Rah Rah
// August 13th, 2009 // Batten, Kat, Rachel
John and I went to see the geneticist and had a good talk with him about Rachel, the diagnosis, etc. The DNA lab at Mass General offers the CLN3 test (for Juvenile Batten Disease) at the super low price of $75 but Children’s Hospital does not honor that price and it would have cost us upwards of a thousand dollars. Needless to say that I put a call into the DNA lab at MGH so John can go in directly and have it done at their lab.
When we got home from Boston, (across the street from our house is a big town field) the first night of football & cheerleading practice had begun. The sight of the cheerleaders who were doing their first night of practicing directly across the street from our front door was a bit upsetting to me. The cheerleaders are about the same age as Rachel. I’m not upset at the girls for practicing, I think it is great that they are and they have every right to be. I’m crying because that will never be Rachel. The what should be / could be really kills me. The only thing worse than the shoulda/coulda is the thought of her realizing what is happening to her. When the rest of her vision goes or when she loses the ability to walk I am sure she is going to be much more aware than she is now.

========================================

== Required work ==
[1] Do the following statements agree with the blog post? For each, answer yes or no and quote the words of the blog post that decide it.
(a) The DNA lab at Mass General charges $75 for the CLN3 test.
(b) Children's Hospital would honor the $75 price.
(c) The writer is upset at the girls for practicing.
[2] Answer these questions from the blog post, one line each:
(a) What is across the street from the writer's house?
(b) Who will go to the DNA lab at MGH to have the test done?
(c) How does the cheerleaders' age compare with Rachel's?
[3] Extract the part of the blog post that opens with the words "When we got" and closes with "she is now.".

========================================

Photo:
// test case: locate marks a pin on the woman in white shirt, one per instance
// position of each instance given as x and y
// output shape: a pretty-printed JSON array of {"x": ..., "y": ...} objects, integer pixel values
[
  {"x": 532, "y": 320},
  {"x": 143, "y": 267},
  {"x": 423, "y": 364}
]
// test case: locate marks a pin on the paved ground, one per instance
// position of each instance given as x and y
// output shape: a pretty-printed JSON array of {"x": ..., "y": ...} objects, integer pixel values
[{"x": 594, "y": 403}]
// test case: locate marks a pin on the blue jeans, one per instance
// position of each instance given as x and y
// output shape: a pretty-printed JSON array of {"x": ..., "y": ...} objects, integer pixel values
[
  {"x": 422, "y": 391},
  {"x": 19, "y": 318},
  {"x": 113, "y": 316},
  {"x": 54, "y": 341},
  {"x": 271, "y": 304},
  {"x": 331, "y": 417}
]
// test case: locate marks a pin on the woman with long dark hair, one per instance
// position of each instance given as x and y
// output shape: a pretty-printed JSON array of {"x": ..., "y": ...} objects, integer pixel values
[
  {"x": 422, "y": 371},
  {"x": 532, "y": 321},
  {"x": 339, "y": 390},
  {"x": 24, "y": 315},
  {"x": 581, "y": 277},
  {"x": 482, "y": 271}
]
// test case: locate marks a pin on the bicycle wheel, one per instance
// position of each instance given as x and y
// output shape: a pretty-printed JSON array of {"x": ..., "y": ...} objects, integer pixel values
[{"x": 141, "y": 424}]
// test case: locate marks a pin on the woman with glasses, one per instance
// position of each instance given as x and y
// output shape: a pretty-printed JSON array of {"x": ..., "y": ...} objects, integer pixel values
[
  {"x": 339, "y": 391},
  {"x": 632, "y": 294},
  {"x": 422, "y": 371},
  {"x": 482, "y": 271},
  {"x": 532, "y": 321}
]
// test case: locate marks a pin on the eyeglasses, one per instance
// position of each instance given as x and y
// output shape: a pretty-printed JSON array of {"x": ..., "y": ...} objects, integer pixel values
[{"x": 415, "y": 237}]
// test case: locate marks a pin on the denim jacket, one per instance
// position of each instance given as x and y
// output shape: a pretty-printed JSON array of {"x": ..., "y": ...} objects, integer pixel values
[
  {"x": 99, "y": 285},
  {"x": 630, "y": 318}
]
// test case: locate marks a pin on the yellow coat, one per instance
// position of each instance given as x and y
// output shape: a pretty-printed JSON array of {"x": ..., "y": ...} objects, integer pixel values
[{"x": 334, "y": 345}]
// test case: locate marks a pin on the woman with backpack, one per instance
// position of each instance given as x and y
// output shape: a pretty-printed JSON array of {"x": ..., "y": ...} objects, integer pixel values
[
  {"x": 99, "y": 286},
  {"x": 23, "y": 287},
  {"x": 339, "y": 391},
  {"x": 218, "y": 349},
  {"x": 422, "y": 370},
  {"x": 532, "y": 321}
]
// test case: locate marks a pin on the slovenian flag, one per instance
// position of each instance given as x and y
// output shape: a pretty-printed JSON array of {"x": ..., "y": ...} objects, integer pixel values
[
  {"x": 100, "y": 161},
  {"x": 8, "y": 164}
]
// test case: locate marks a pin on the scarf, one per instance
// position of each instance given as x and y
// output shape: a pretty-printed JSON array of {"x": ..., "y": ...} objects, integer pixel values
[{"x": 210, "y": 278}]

========================================

== Responses to the exercise ==
[1]
(a) Yes: "The DNA lab at Mass General offers the CLN3 test (for Juvenile Batten Disease) at the super low price of $75"
(b) No: "Children’s Hospital does not honor that price"
(c) No: "I’m not upset at the girls for practicing"

[2]
(a) A big town field.
(b) John.
(c) They are about the same age as Rachel.

[3]
When we got home from Boston, (across the street from our house is a big town field) the first night of football & cheerleading practice had begun. The sight of the cheerleaders who were doing their first night of practicing directly across the street from our front door was a bit upsetting to me. The cheerleaders are about the same age as Rachel. I’m not upset at the girls for practicing, I think it is great that they are and they have every right to be. I’m crying because that will never be Rachel. The what should be / could be really kills me. The only thing worse than the shoulda/coulda is the thought of her realizing what is happening to her. When the rest of her vision goes or when she loses the ability to walk I am sure she is going to be much more aware than she is now.